■ **AIM OF THE EXERCISE**: Can you update these rows so that "house style" becomes "standard format" everywhere, with everything else left unchanged?

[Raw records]
┄┄┄┄┄┄┄┄┄┄┄┄┄┄┄┄┄┄┄┄

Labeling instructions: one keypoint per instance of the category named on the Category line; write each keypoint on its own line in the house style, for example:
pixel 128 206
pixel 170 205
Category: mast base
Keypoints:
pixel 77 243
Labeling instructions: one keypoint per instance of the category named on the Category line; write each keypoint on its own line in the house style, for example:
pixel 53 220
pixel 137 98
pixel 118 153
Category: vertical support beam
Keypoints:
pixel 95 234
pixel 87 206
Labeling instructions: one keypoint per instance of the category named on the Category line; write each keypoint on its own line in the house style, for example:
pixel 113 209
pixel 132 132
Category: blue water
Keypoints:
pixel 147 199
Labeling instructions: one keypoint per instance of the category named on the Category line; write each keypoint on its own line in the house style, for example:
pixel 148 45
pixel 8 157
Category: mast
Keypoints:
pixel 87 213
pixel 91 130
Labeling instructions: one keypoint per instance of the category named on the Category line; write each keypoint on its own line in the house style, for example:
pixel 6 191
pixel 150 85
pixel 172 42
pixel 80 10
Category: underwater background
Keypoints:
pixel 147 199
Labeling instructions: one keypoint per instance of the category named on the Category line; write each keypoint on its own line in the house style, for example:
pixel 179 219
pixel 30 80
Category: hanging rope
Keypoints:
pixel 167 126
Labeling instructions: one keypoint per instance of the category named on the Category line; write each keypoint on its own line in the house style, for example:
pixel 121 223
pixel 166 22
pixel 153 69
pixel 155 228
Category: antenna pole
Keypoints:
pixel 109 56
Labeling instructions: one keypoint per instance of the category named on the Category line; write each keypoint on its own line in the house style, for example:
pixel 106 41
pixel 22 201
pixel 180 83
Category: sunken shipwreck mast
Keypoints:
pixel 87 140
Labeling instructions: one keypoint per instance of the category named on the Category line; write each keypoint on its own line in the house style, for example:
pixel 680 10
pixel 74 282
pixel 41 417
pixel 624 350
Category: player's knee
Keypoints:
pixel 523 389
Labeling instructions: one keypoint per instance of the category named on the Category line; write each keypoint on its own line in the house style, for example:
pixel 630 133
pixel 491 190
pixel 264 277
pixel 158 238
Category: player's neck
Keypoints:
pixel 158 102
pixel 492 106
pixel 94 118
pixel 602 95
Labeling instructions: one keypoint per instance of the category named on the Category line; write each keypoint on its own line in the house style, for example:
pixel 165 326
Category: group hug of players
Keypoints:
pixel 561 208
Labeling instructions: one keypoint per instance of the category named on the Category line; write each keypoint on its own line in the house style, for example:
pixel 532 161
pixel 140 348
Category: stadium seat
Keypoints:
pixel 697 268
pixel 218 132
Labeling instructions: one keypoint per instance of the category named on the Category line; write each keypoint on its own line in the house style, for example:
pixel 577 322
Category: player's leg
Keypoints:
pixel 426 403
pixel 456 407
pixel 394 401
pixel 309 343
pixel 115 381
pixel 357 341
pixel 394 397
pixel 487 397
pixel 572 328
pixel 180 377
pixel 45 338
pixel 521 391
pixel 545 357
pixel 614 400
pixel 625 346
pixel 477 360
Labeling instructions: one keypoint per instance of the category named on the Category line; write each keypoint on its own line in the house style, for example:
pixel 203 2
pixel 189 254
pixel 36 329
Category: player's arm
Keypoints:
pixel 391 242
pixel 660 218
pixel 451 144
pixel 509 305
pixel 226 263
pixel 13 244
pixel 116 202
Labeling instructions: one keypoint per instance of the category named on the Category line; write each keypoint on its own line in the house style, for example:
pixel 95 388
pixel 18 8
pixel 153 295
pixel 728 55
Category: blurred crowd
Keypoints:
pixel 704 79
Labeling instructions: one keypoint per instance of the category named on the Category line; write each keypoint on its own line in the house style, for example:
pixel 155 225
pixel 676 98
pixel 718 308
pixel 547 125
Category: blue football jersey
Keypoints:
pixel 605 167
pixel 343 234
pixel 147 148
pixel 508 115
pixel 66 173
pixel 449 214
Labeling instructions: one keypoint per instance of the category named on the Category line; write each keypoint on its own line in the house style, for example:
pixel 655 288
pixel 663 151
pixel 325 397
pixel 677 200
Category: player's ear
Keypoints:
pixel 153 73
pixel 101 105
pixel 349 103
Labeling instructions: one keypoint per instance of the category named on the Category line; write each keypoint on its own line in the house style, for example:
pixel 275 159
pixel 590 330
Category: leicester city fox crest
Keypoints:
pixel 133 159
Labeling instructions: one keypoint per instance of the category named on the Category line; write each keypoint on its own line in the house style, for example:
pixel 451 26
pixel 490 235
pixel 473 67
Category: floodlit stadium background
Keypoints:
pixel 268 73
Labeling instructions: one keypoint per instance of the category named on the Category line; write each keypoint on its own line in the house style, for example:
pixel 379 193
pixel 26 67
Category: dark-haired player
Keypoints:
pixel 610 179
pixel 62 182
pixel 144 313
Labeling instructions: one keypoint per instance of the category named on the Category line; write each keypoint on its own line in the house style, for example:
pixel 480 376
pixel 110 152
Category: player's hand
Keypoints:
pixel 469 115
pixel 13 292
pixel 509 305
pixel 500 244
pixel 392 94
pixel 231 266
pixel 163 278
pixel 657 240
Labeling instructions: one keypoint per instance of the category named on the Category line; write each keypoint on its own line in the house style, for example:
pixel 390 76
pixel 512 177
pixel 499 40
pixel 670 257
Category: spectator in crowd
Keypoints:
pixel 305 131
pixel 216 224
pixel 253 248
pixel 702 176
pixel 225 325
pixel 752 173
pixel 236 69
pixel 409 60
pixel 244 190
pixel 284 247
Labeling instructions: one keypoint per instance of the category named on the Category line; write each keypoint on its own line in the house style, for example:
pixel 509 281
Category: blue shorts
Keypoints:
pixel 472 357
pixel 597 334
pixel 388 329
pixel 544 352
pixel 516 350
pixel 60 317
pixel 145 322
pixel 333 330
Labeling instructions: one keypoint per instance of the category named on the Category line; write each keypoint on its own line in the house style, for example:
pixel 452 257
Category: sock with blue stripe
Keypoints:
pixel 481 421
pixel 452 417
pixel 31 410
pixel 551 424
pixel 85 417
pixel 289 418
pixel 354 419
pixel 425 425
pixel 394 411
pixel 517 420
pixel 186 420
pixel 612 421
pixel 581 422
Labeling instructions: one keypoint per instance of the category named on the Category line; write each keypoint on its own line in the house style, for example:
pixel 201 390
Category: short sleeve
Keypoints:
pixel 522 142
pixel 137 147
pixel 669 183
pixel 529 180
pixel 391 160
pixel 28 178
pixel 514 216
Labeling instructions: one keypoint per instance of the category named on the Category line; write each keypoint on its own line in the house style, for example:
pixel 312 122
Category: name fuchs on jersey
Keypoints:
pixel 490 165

┄┄┄┄┄┄┄┄┄┄┄┄┄┄┄┄┄┄┄┄

■ **WORKED ANSWER**:
Labeling instructions: one keypoint per instance of the category named on the Category line; write each keypoint on its own line in the standard format, for example:
pixel 128 206
pixel 170 205
Category: mast base
Keypoints:
pixel 77 243
Labeling instructions: one keypoint per instance of the category named on the Category line; write each keypoint on its own line in the standard format, for example:
pixel 53 220
pixel 137 98
pixel 118 153
Category: vertical support beam
Keypoints:
pixel 95 234
pixel 87 206
Labeling instructions: one keypoint per instance of the category named on the Category line; write each keypoint on its own line in the standard format, for example:
pixel 113 209
pixel 132 132
Category: blue water
Keypoints:
pixel 147 199
Labeling instructions: one keypoint per instance of the category named on the Category line; write each keypoint on its own line in the standard format, for example:
pixel 148 45
pixel 8 157
Category: mast
Keypoints:
pixel 87 213
pixel 91 130
Labeling instructions: one keypoint per instance of the category named on the Category line; write each keypoint on its own line in the standard format, for example:
pixel 6 191
pixel 150 85
pixel 172 42
pixel 80 10
Category: underwater background
Keypoints:
pixel 147 199
Labeling instructions: one keypoint per instance of the category named on the Category line; write each keypoint on its own line in the standard format, for example:
pixel 179 219
pixel 30 80
Category: hanging rope
Keypoints:
pixel 167 126
Labeling instructions: one keypoint per instance of the category named on the Category line; write each keypoint on its own line in the standard format, for example:
pixel 121 223
pixel 166 22
pixel 153 69
pixel 155 228
Category: antenna pole
Keypoints:
pixel 109 56
Labeling instructions: one keypoint per instance of the category named on the Category line; write each keypoint on its own line in the standard format, for example:
pixel 106 41
pixel 22 201
pixel 180 83
Category: sunken shipwreck mast
Keypoints:
pixel 87 140
Labeling instructions: one keypoint per instance of the category named on the Category line; write each keypoint on its own line in the standard format, for example:
pixel 680 10
pixel 74 282
pixel 41 417
pixel 624 350
Category: player's knee
Keypoints:
pixel 523 389
Labeling instructions: one keypoint per instance of the category named on the Category line; write each keypoint on its own line in the standard format, for example:
pixel 630 133
pixel 491 190
pixel 264 277
pixel 158 238
Category: player's neck
Keypoints:
pixel 158 102
pixel 492 106
pixel 94 118
pixel 602 95
Labeling instructions: one keypoint per instance of the category named on the Category line; write each keypoint on its own line in the standard format, for example:
pixel 165 326
Category: group hug of players
Keypoints:
pixel 561 208
Labeling instructions: one keypoint per instance of the category named on the Category line; write each keypoint on its own line in the standard format, for example:
pixel 532 161
pixel 140 348
Category: stadium seat
Keypoints:
pixel 697 268
pixel 218 132
Labeling instructions: one keypoint per instance of the category named on the Category line; write each keypoint on its own line in the standard format, for example:
pixel 577 322
Category: player's leg
Keypoints:
pixel 426 403
pixel 456 407
pixel 394 401
pixel 309 343
pixel 115 381
pixel 357 341
pixel 394 397
pixel 487 397
pixel 572 328
pixel 180 377
pixel 45 338
pixel 521 391
pixel 545 357
pixel 614 400
pixel 625 346
pixel 477 360
Labeling instructions: one keypoint per instance of the category named on the Category line; write each keypoint on its own line in the standard format, for example:
pixel 203 2
pixel 189 254
pixel 36 329
Category: player's arm
Keypoints:
pixel 391 242
pixel 660 218
pixel 451 144
pixel 509 305
pixel 226 263
pixel 13 244
pixel 116 202
Labeling instructions: one keypoint per instance of the category named on the Category line; write each keypoint on its own line in the standard format, for example:
pixel 95 388
pixel 18 8
pixel 153 295
pixel 728 55
Category: blurred crowd
Keypoints:
pixel 704 79
Labeling instructions: one keypoint per instance of the category named on the Category line; write each keypoint on its own line in the standard format, for example:
pixel 155 225
pixel 676 98
pixel 718 308
pixel 547 125
Category: blue football jersey
Keypoints:
pixel 605 167
pixel 343 234
pixel 147 148
pixel 508 115
pixel 66 173
pixel 449 214
Labeling instructions: one keypoint per instance of the category named on the Category line; write each keypoint on its own line in the standard format, for example:
pixel 655 288
pixel 663 151
pixel 325 397
pixel 677 200
Category: player's ear
Keypoints:
pixel 153 73
pixel 101 105
pixel 349 103
Labeling instructions: one keypoint per instance of the category named on the Category line; write each keypoint on its own line in the standard format, for example:
pixel 275 159
pixel 590 330
Category: leicester city fox crest
Keypoints:
pixel 133 159
Labeling instructions: one keypoint per instance of the category named on the Category line; write each keypoint on its own line in the standard format, for example:
pixel 451 26
pixel 490 235
pixel 473 67
Category: floodlit stadium background
Keypoints:
pixel 268 73
Labeling instructions: one keypoint per instance of the category named on the Category line; write each keypoint on its own line in the standard format, for example:
pixel 379 193
pixel 26 67
Category: dark-haired player
Keypoints:
pixel 610 179
pixel 62 182
pixel 144 313
Labeling instructions: one keypoint per instance of the category named on the Category line; write each keypoint on its own line in the standard format, for example:
pixel 480 376
pixel 110 152
Category: player's hand
Keypoints:
pixel 469 115
pixel 13 292
pixel 509 305
pixel 500 244
pixel 392 94
pixel 231 266
pixel 163 278
pixel 657 240
Labeling instructions: one keypoint per instance of the category named on the Category line; write each keypoint on its own line in the standard format, for example:
pixel 390 76
pixel 512 177
pixel 499 40
pixel 670 257
Category: spectator in crowd
Keypoints:
pixel 305 131
pixel 216 224
pixel 253 248
pixel 702 176
pixel 225 325
pixel 752 173
pixel 236 69
pixel 409 60
pixel 244 190
pixel 284 247
Labeling instructions: one keypoint per instance of the category named on the Category line; write each keypoint on its own line in the standard format, for example:
pixel 509 281
Category: blue shorts
Keypoints:
pixel 472 357
pixel 597 334
pixel 388 329
pixel 544 352
pixel 516 350
pixel 60 317
pixel 145 322
pixel 333 330
Labeling instructions: one keypoint per instance of the category named on the Category line; write each keypoint on its own line in the standard format, for example:
pixel 452 257
Category: sock with blue stripe
Keypoints:
pixel 481 421
pixel 452 417
pixel 31 410
pixel 551 424
pixel 85 417
pixel 289 418
pixel 354 419
pixel 425 425
pixel 394 411
pixel 517 420
pixel 186 420
pixel 612 421
pixel 581 422
Labeling instructions: one keypoint per instance of the category named on the Category line; write each keypoint on its own line in the standard format, for example:
pixel 201 390
Category: short sleeve
Keypoints:
pixel 522 142
pixel 137 147
pixel 669 183
pixel 529 180
pixel 391 160
pixel 28 178
pixel 514 216
Labeling instructions: one keypoint per instance of the category named on the Category line; write each keypoint on its own line in the standard format, for example:
pixel 312 122
Category: name fuchs on jersey
Keypoints:
pixel 490 165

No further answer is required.